**DATA FOR THIS TASK**

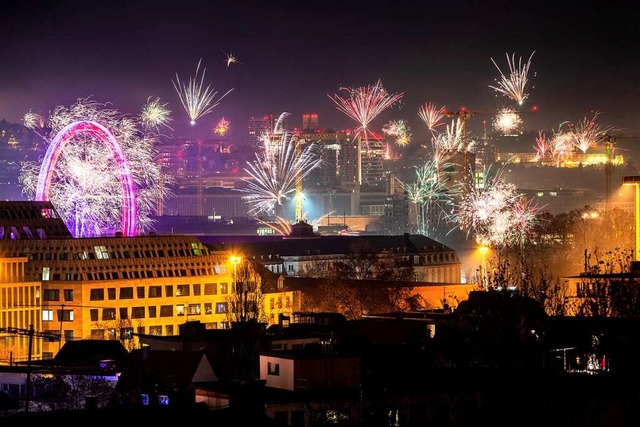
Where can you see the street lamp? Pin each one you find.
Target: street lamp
(235, 260)
(635, 181)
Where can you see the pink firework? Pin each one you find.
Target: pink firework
(363, 104)
(542, 146)
(431, 115)
(222, 127)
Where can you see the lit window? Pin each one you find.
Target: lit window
(273, 369)
(101, 252)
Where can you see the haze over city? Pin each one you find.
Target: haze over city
(291, 55)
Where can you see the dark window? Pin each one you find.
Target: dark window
(65, 315)
(221, 307)
(137, 313)
(109, 314)
(273, 369)
(96, 295)
(51, 295)
(166, 311)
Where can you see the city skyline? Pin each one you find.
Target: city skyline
(288, 56)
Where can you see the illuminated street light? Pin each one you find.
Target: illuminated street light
(635, 181)
(235, 260)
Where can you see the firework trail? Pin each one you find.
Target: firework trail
(561, 144)
(542, 146)
(453, 138)
(363, 104)
(155, 114)
(275, 172)
(507, 121)
(431, 115)
(197, 99)
(399, 130)
(515, 85)
(279, 226)
(222, 127)
(587, 133)
(429, 193)
(230, 58)
(86, 188)
(33, 120)
(495, 213)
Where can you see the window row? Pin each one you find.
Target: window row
(133, 274)
(155, 291)
(121, 313)
(127, 332)
(278, 301)
(102, 252)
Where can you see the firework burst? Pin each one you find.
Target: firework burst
(495, 213)
(515, 85)
(275, 171)
(230, 58)
(507, 121)
(222, 127)
(561, 144)
(197, 99)
(33, 121)
(587, 133)
(399, 130)
(155, 114)
(86, 186)
(363, 104)
(542, 146)
(429, 194)
(431, 115)
(453, 138)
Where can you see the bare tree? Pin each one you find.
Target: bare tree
(245, 302)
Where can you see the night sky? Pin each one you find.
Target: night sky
(293, 54)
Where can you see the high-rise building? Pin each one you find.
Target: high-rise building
(259, 125)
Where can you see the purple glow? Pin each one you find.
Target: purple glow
(102, 134)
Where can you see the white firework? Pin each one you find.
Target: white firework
(507, 121)
(86, 187)
(155, 114)
(196, 98)
(275, 171)
(516, 83)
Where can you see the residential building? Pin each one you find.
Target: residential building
(107, 287)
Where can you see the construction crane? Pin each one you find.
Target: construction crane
(31, 333)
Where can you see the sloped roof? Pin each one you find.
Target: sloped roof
(328, 245)
(90, 353)
(174, 367)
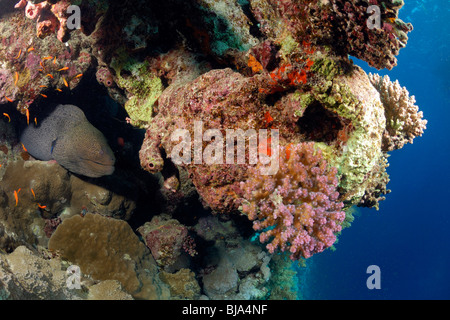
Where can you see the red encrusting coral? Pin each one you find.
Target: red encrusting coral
(297, 209)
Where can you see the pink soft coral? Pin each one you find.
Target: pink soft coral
(297, 209)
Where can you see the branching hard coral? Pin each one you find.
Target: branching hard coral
(403, 119)
(344, 25)
(51, 17)
(296, 209)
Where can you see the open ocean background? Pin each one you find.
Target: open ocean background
(409, 237)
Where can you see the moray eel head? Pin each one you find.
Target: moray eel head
(84, 150)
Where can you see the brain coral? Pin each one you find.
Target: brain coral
(296, 209)
(108, 249)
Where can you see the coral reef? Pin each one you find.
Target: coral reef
(297, 208)
(192, 79)
(403, 119)
(25, 275)
(165, 238)
(117, 255)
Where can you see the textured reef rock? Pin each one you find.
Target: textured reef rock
(297, 208)
(403, 119)
(212, 70)
(106, 249)
(25, 275)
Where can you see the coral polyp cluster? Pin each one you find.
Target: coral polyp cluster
(51, 17)
(404, 121)
(231, 79)
(297, 209)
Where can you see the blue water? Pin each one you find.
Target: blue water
(409, 237)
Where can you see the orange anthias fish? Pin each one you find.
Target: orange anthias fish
(288, 151)
(267, 117)
(7, 115)
(16, 196)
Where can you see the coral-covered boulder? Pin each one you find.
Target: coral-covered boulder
(108, 249)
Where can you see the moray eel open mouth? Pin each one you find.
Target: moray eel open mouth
(98, 169)
(66, 136)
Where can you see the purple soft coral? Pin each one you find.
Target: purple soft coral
(297, 209)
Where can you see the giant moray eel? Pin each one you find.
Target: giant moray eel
(66, 136)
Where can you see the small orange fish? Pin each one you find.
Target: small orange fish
(7, 115)
(288, 151)
(267, 117)
(264, 147)
(254, 64)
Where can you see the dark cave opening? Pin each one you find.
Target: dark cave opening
(319, 124)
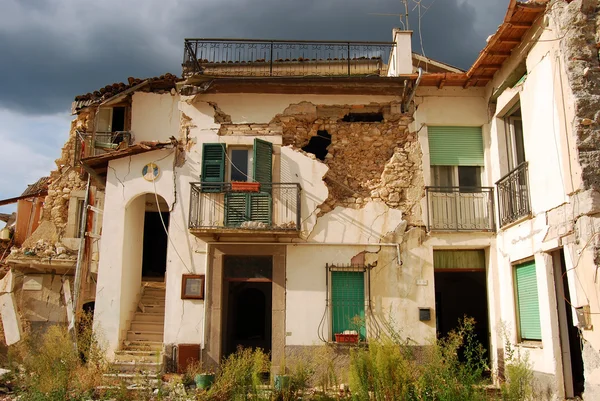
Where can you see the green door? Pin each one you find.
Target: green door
(348, 302)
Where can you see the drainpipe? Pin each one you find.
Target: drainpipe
(80, 252)
(412, 93)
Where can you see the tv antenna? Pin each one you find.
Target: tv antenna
(403, 17)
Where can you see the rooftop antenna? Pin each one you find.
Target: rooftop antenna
(403, 17)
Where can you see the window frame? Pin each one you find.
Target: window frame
(366, 295)
(517, 299)
(184, 280)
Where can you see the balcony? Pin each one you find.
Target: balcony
(280, 58)
(460, 208)
(219, 208)
(99, 143)
(513, 195)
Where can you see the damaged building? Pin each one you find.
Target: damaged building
(291, 194)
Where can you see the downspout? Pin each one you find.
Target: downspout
(414, 90)
(80, 252)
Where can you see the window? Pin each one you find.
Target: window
(515, 149)
(240, 164)
(456, 156)
(348, 302)
(192, 286)
(110, 119)
(528, 308)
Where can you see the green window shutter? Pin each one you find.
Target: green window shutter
(455, 146)
(527, 302)
(260, 207)
(347, 301)
(465, 259)
(213, 165)
(263, 160)
(236, 209)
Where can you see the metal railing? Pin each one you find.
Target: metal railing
(87, 144)
(513, 195)
(460, 208)
(244, 57)
(270, 207)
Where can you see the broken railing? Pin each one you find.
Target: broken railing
(88, 144)
(245, 206)
(460, 208)
(513, 195)
(242, 57)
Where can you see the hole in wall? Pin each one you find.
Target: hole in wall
(317, 145)
(363, 118)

**YOUR INSTRUCTIONS**
Reproduce all entries without any change, and omit the pictures.

**OUTPUT BELOW**
Where can you see the street lamp? Pin each one you find.
Target: street lamp
(235, 260)
(635, 181)
Where can you see the pink firework? Pin each one you find.
Target: pink firework
(363, 104)
(542, 146)
(431, 115)
(222, 127)
Where can you see the lit window? Pin each one you find.
Target: lit window
(273, 369)
(101, 252)
Where can you see the haze over city? Pin each one you find.
Target: haze over city
(291, 55)
Where can you see the dark window? Pin each one you find.
Target: dark window
(65, 315)
(221, 307)
(137, 313)
(109, 314)
(273, 369)
(96, 295)
(51, 295)
(166, 311)
Where can you see the city skyline? Pin each one you find.
Target: city skyline
(288, 56)
Where can you see the illuminated street light? Pin each one you find.
Target: illuminated street light
(635, 181)
(235, 260)
Where can you see the firework trail? Pin each one you find.
Target: firework trail
(561, 144)
(542, 146)
(453, 138)
(363, 104)
(155, 114)
(275, 172)
(507, 121)
(431, 115)
(197, 99)
(399, 130)
(515, 85)
(279, 226)
(222, 127)
(587, 133)
(429, 193)
(230, 58)
(86, 188)
(33, 120)
(495, 213)
Where can you see the window row? Pin each one you find.
Target: window row
(133, 274)
(155, 291)
(121, 313)
(127, 332)
(278, 301)
(102, 252)
Where can you see the firework burst? Pin each one you find.
Target: firework burst
(495, 213)
(515, 85)
(275, 171)
(230, 58)
(507, 121)
(222, 127)
(561, 144)
(197, 99)
(33, 121)
(587, 133)
(399, 130)
(155, 114)
(86, 186)
(363, 104)
(542, 146)
(429, 194)
(431, 115)
(453, 138)
Where can you see the bare tree? Pin each one you find.
Target: bare tree
(245, 302)
Where can you see the night sky? Pin each one you find.
Target: night sky
(293, 54)
Where can you see the high-rise building? Pin each one you find.
Target: high-rise building
(259, 125)
Where can you see the purple glow? Pin each one you find.
Target: purple glow
(102, 134)
Where can you see the white firework? Pin each one you find.
Target: white firework
(507, 121)
(86, 187)
(155, 114)
(196, 98)
(275, 171)
(516, 83)
Where can you see the residential building? Pin each one you find.
Target: residential building
(107, 287)
Where can you see the construction crane? Pin each one you find.
Target: construction crane
(31, 333)
Where can you see the sloped roof? Pin each one you find.
Target: sloped roof
(328, 245)
(90, 353)
(174, 367)
Where can you see the red encrusting coral? Pin each one you find.
Target: red encrusting coral
(297, 209)
Where can you see the pink soft coral? Pin each one you find.
Target: pink soft coral
(297, 209)
Where can you see the branching hard coral? Pin each one you find.
Target: branching hard coral
(403, 119)
(344, 25)
(51, 17)
(296, 209)
Where can you see the open ocean background? Pin each one you find.
Target: open ocean background
(409, 237)
Where can you see the moray eel head? Pin each one you find.
Target: moray eel head
(84, 150)
Where can you see the brain coral? Pin each one you find.
Target: brain coral
(296, 209)
(108, 249)
Where can you see the coral reef? Pin each one you find.
Target: coral reef
(297, 208)
(192, 79)
(403, 119)
(25, 275)
(165, 238)
(117, 255)
Where can you see the textured reef rock? Pin each one you find.
Target: textured reef rock
(297, 208)
(403, 119)
(212, 70)
(106, 249)
(25, 275)
Where can you see the coral polyp cluster? Pin each one you find.
Target: coral polyp cluster
(51, 17)
(404, 121)
(231, 79)
(297, 209)
Where can you see the blue water? Pin each one you find.
Target: blue water
(409, 237)
Where can you see the orange anthias fish? Pin each one you find.
Target: orange anthias fish
(288, 151)
(267, 117)
(7, 115)
(16, 196)
Where can you see the coral-covered boulder? Pin each one you find.
Target: coral-covered boulder
(108, 249)
Where can you see the moray eel open mouth? Pin each one you find.
Target: moray eel open mouth
(98, 169)
(66, 136)
Where can you see the purple soft coral? Pin each one you find.
Target: purple soft coral
(297, 209)
Where can you see the giant moray eel? Pin each one you find.
Target: giant moray eel
(66, 136)
Where can you see the small orange fish? Pin each one you find.
Target: small orange fish
(7, 115)
(288, 151)
(267, 117)
(264, 147)
(254, 64)
Where can you see the dark cave opening? Pin each one you find.
Target: dark cave opening
(319, 124)
Where can you see the green door? Pin each one you find.
Target: green door
(348, 302)
Where can you see the drainpipe? Pin each one you find.
Target: drainpipe
(80, 252)
(412, 93)
Where can you see the tv antenna? Pin each one you find.
Target: tv antenna
(403, 17)
Where can you see the rooftop antenna? Pin each one you find.
Target: rooftop antenna
(403, 17)
Where can you see the window frame? Pin each one you find.
Target: window frame
(366, 295)
(517, 299)
(184, 280)
Where can you see the balcony? Pin each one you find.
Target: balcony
(280, 58)
(460, 208)
(219, 208)
(99, 143)
(513, 195)
Where can you see the damaged building? Pin each one you find.
Target: damaged building
(291, 194)
Where can you see the downspout? Pin each one you find.
Target: downspout
(414, 90)
(80, 252)
Where can you see the window? Pin each one you find.
Target: window
(515, 149)
(240, 164)
(456, 156)
(348, 302)
(192, 286)
(110, 119)
(528, 308)
Where can you see the green window shutter? Pin each one you find.
Target: green window shutter
(455, 146)
(527, 302)
(260, 207)
(347, 301)
(465, 259)
(213, 165)
(263, 160)
(236, 209)
Where can you see the metal railing? Pin each one you find.
Target: metal railing
(87, 144)
(513, 195)
(460, 208)
(244, 57)
(270, 207)
Where can you see the broken railing? Pin each one you find.
Target: broken railing
(88, 144)
(245, 206)
(460, 208)
(513, 195)
(242, 57)
Where can you see the hole in wall? Pin each one you find.
Target: hole in wall
(317, 145)
(363, 118)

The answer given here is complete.